▸ Referring expression pointing data

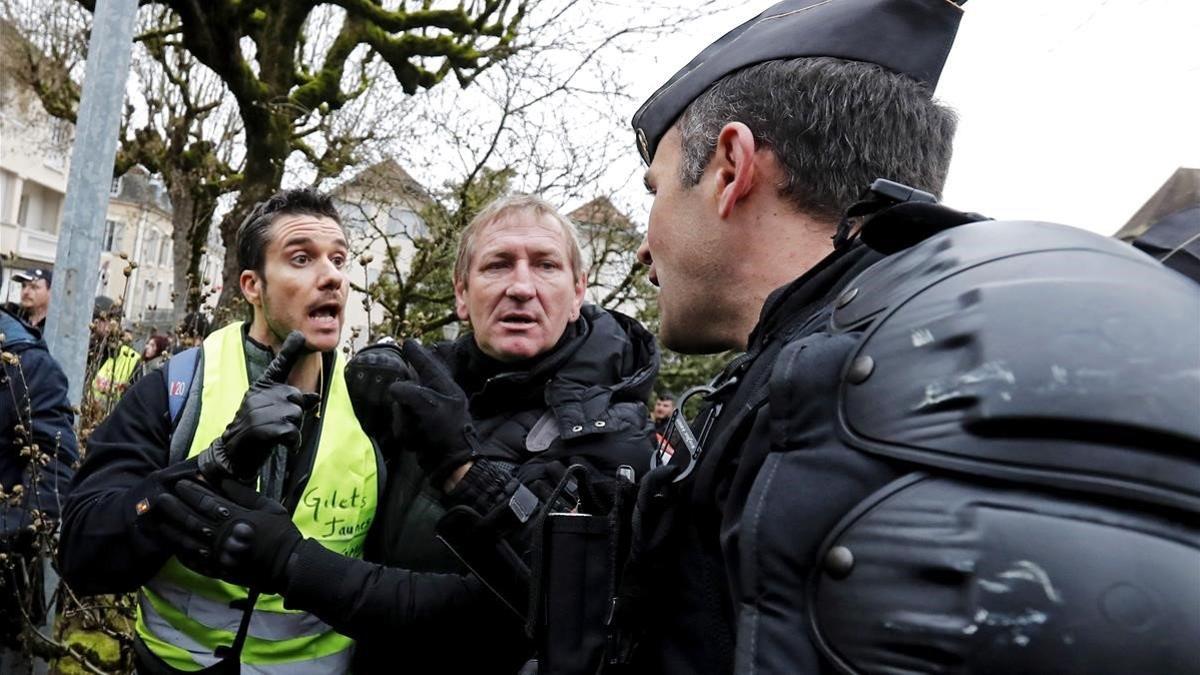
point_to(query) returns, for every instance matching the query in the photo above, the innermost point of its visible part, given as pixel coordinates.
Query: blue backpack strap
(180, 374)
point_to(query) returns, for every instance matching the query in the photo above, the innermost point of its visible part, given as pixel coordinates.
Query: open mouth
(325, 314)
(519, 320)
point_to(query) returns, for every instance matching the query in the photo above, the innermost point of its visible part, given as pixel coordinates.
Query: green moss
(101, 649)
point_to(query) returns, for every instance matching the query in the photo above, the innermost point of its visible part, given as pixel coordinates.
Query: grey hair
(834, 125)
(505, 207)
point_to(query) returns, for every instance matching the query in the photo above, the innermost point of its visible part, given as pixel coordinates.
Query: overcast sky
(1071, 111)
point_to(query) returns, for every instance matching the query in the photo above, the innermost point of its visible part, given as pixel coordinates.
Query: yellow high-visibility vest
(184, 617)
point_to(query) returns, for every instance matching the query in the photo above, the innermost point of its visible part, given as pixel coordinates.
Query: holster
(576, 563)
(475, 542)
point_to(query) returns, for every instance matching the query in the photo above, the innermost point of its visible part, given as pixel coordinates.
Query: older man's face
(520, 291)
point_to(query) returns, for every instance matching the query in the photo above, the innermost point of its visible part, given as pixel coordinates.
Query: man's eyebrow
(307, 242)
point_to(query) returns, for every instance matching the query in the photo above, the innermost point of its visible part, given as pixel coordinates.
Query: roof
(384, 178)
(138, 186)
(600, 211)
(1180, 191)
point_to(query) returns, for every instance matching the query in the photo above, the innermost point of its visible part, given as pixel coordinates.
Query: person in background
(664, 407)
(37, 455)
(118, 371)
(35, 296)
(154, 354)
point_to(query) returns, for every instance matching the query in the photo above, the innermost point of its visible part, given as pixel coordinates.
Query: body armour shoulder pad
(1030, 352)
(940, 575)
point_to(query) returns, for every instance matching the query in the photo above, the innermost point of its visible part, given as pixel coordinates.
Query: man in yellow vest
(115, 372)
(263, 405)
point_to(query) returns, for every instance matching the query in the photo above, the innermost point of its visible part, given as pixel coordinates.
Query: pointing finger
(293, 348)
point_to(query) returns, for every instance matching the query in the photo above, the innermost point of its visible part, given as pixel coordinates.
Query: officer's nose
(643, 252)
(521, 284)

▸ TASK TO COMPLETE
Your answer must be the entries written out word for word, without their pictures.

▸ OUTPUT BELOW
point_to(query) returns, for every instance matching the query in the photo above, the innermost point of its visible part, given as pixel coordinates.
Query: blue backpack strap
(180, 374)
point_to(query) returns, for every instance matching the query in the photo above, the innermost point of its visible part, given as pixel coordinates.
Query: open mouth
(325, 314)
(519, 320)
point_to(query) returns, for every instance matching the query in the photo above, the innermost point of its visible part, given as pixel coordinates.
Query: green moss
(101, 649)
point_to(query) returns, for every instance matching the query in the photo above, the innermost point of its visible part, given as pixel coordinates.
Query: grey hair
(834, 125)
(505, 207)
point_to(query) returns, for every instance matching the query in the photo above, the innermost point of its visible part, given as pixel coordinates.
Query: overcast sky
(1071, 111)
point_to(query) returns, for every instance matching the query in the photo above, the innermost point of its visible part, given as pixel coordinates.
Query: yellow high-visibility vest
(184, 617)
point_to(query) returns, for every instance matching the query in the photo above, the innermost point of its visible part, given as pixel coordinates.
Query: holster
(576, 563)
(475, 542)
point_to(query) returns, for every instance matching the query in the photo above, the innermost point of its visible part, given as pixel coordinates.
Query: older man's face
(520, 291)
point_to(query) returns, for every instance matching the query in the photo above, the innermost point of its visible part, given as pixel coordinates.
Query: man's eyebrow
(307, 242)
point_to(query) returns, for every instance matching the query in the photo above, the innermost point of its visible part, given as pixel coordinates.
Query: roof
(384, 178)
(138, 186)
(600, 211)
(1180, 191)
point_to(query) returns, for every instance matching the query in the photo above, the innermost point of its visible part, given as pixel coordinates.
Query: person in background
(664, 407)
(37, 455)
(118, 371)
(35, 296)
(154, 354)
point_to(query) returns, for every instance matching the query in the photo above, the innermost point of its visible part, given as pixel coordinates.
Query: body armour shoulder pad
(1030, 352)
(940, 575)
point_to(query) returns, for every instance matching the query in the photo above, the innermost point of its visible part, given as pixel coordinates.
Query: man in yellow vest
(115, 372)
(263, 405)
point_to(query) returns, for every instance matching the query in the photo above, the innermost point of its visible part, given as pixel coordinates.
Query: pointing finger
(293, 348)
point_to(query) returns, for every instance matching the query in the photo above, the innermost point of its visible part, given as pixel coordinates.
Query: officer's nose
(643, 252)
(521, 284)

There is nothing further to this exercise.